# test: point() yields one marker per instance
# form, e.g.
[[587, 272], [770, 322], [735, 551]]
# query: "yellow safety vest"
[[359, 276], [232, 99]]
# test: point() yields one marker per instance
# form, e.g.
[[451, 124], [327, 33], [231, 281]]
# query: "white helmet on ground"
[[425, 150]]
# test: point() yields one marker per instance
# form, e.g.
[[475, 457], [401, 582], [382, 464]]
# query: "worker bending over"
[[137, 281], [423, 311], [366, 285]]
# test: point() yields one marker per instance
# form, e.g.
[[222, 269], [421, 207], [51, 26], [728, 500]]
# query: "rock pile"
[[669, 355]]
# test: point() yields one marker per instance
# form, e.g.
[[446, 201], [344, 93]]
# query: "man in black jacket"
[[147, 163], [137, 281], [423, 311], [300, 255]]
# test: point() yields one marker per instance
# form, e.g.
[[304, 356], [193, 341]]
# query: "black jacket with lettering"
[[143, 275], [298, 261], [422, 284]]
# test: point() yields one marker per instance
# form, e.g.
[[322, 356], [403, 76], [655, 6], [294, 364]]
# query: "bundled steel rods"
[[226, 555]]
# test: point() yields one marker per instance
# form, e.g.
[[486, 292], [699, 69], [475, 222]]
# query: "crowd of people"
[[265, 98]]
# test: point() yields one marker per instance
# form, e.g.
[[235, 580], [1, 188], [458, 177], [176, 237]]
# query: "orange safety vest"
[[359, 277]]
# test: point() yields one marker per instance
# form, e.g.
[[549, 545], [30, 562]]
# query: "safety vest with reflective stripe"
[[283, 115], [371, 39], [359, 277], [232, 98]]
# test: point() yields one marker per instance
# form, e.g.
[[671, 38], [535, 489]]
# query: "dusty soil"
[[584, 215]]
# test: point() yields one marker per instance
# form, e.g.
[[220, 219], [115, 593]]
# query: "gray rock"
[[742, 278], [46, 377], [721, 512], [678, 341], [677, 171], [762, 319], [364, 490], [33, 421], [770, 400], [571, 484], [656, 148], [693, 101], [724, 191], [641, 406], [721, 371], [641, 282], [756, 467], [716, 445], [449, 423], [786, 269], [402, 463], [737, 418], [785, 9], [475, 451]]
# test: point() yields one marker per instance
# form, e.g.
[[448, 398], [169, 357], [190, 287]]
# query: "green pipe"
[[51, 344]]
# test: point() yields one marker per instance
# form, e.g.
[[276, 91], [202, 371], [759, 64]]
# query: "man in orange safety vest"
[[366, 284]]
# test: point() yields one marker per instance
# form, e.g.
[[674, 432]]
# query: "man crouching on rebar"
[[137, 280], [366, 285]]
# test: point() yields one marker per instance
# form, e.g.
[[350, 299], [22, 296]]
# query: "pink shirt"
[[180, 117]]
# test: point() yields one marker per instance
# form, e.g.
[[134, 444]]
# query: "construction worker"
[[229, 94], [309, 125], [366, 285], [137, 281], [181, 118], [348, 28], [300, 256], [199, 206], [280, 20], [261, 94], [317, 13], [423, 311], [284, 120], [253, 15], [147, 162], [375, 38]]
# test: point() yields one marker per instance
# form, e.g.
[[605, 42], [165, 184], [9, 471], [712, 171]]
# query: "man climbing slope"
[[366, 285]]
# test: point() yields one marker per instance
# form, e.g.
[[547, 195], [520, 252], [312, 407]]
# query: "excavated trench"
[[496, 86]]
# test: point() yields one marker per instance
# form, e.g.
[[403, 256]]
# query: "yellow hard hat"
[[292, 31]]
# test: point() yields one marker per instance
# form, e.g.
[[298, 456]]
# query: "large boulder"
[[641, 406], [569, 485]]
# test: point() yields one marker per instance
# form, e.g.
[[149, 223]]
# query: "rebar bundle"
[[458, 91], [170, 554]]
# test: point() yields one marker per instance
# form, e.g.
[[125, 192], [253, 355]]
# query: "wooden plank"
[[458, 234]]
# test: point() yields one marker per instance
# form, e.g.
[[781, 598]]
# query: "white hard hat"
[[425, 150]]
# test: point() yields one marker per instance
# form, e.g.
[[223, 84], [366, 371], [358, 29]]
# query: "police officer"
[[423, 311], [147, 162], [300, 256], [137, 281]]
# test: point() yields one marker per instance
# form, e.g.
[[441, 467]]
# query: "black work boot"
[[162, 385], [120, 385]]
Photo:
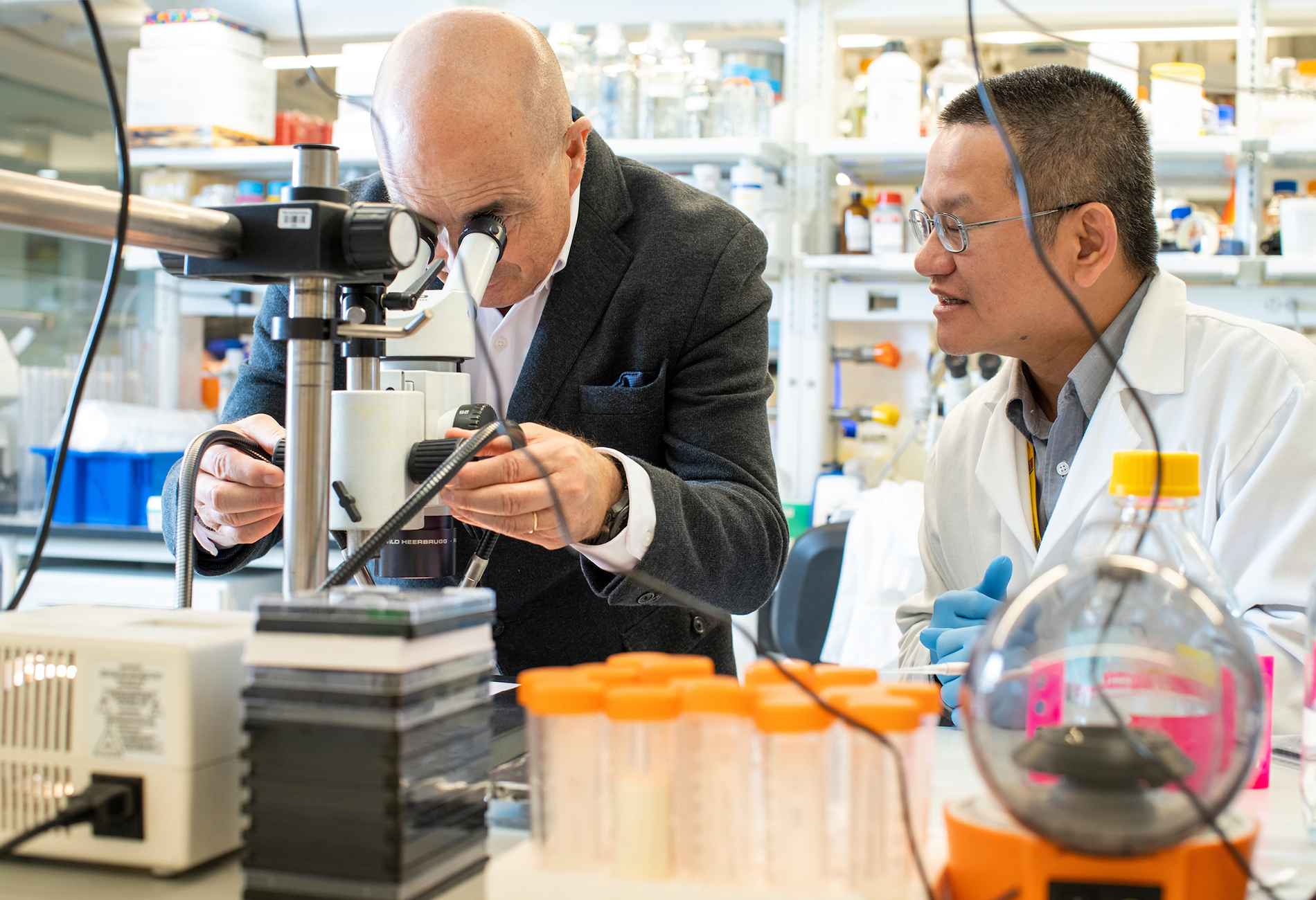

----

- YOUR OBJECTIVE
Rewrite every one of the records above with "marker" replaced by "dot" and everything else left unchanged. Omit the pictures from your answer.

- PROBLEM SOLUTION
# test: point() yields one dot per instance
# form, e.g.
[[587, 272], [770, 322], [735, 551]]
# query: "yellow safety vest"
[[359, 276], [232, 99]]
# test: point() yields one dot per instance
# form, e.g.
[[451, 124], [327, 33], [231, 281]]
# query: "white helmet on ground"
[[425, 150]]
# test: point() yields one dot per instance
# form, e.g.
[[475, 457], [401, 582], [382, 464]]
# query: "worker bending over"
[[137, 281], [423, 311], [366, 285]]
# test: point() yields one dot per instance
# form, e.g.
[[222, 269], [421, 207], [51, 26], [728, 500]]
# query: "rock pile"
[[669, 355]]
# test: point() yields one dot per instance
# form, e.g.
[[446, 201], [344, 93]]
# query: "man in black jacket"
[[147, 163], [137, 281], [423, 311], [300, 255]]
# test: point() yields one dot per instance
# form, e.g.
[[304, 356], [193, 341]]
# query: "black jacket with lettering"
[[143, 275], [298, 261], [422, 284]]
# test: point() yields one dot per instance
# form, e.g.
[[322, 356], [403, 76], [655, 6], [294, 364]]
# query: "bundled steel rods"
[[226, 555]]
# test: point() yields one dot per instance
# form, e.g.
[[486, 292], [699, 69], [475, 222]]
# query: "crowd of people"
[[265, 98]]
# test: point() yields one dot per instance
# form, e.g.
[[235, 580], [1, 188], [458, 177], [176, 237]]
# query: "orange safety vest"
[[359, 277]]
# test: point() yields one dot per instance
# form, e.g.
[[549, 545], [30, 562]]
# query: "safety vest with reflective stripe"
[[283, 115], [371, 39], [359, 277], [232, 98]]
# test: point() yields one dot per instance
# form, e.g.
[[671, 38], [535, 489]]
# query: "dusty soil"
[[584, 215]]
# test: point() yields one dot per instance
# form, e.g.
[[220, 219], [115, 593]]
# query: "gray rock"
[[742, 278], [46, 377], [721, 512], [678, 341], [677, 171], [762, 319], [364, 490], [33, 421], [770, 400], [571, 484], [656, 148], [693, 101], [724, 191], [641, 406], [721, 371], [641, 282], [756, 467], [716, 445], [449, 423], [786, 269], [402, 463], [737, 418], [785, 9], [475, 451]]
# test: point() yields one dot per instance
# form, e.g.
[[448, 398], [169, 357], [190, 287]]
# query: "green pipe"
[[51, 344]]
# test: point() yields one dot per instance
# form, e.g.
[[276, 91], [202, 371], [759, 64]]
# query: "man in orange safety vest"
[[366, 284]]
# test: point() yields one dot per instance
# form, e.g.
[[674, 432]]
# query: "man crouching on rebar"
[[137, 280], [366, 285]]
# test: point() yields one dot per instance
# form, e.g.
[[350, 299], [22, 296]]
# query: "pink shirt"
[[180, 117]]
# test: point() yields one dot per instance
# form, e.g.
[[134, 444]]
# query: "construction worker"
[[229, 94], [309, 125], [366, 285], [137, 281], [181, 118], [348, 28], [300, 256], [199, 206], [280, 20], [261, 94], [317, 13], [423, 311], [284, 120], [253, 15], [147, 162], [375, 38]]
# test: point() yields one dot per instance
# form, e.g.
[[605, 42], [165, 184], [9, 471], [712, 171]]
# query: "man climbing slope"
[[366, 285]]
# test: point() yields one dot per instance
# form, e.g.
[[547, 195], [520, 252], [312, 407]]
# query: "excavated trench"
[[496, 86]]
# test: point() yields one dot per instance
# form, e.g.
[[403, 256]]
# query: "yellow hard hat"
[[292, 31]]
# test: point() yields one dot per instance
# form, e.g.
[[298, 456]]
# query: "large boulder"
[[641, 406], [569, 485]]
# test: point() yields one dot per instance
# form, e.g.
[[149, 223]]
# query: "rebar bundle"
[[458, 91], [170, 554]]
# test: point() yields one dot per instance
# form, e.g.
[[125, 192], [253, 355]]
# query: "wooden plank"
[[458, 234]]
# test: point() yields one dot per instance
# form, e.g.
[[781, 598]]
# query: "white hard hat"
[[425, 150]]
# test: point() yields one dot per instance
# form, e.g.
[[223, 84], [366, 371], [358, 29]]
# query: "police officer"
[[423, 311], [147, 162], [300, 256], [137, 281]]
# test: point() yields one dot per instance
# form, e.g.
[[441, 467]]
# query: "black work boot"
[[162, 385], [120, 385]]
Photo:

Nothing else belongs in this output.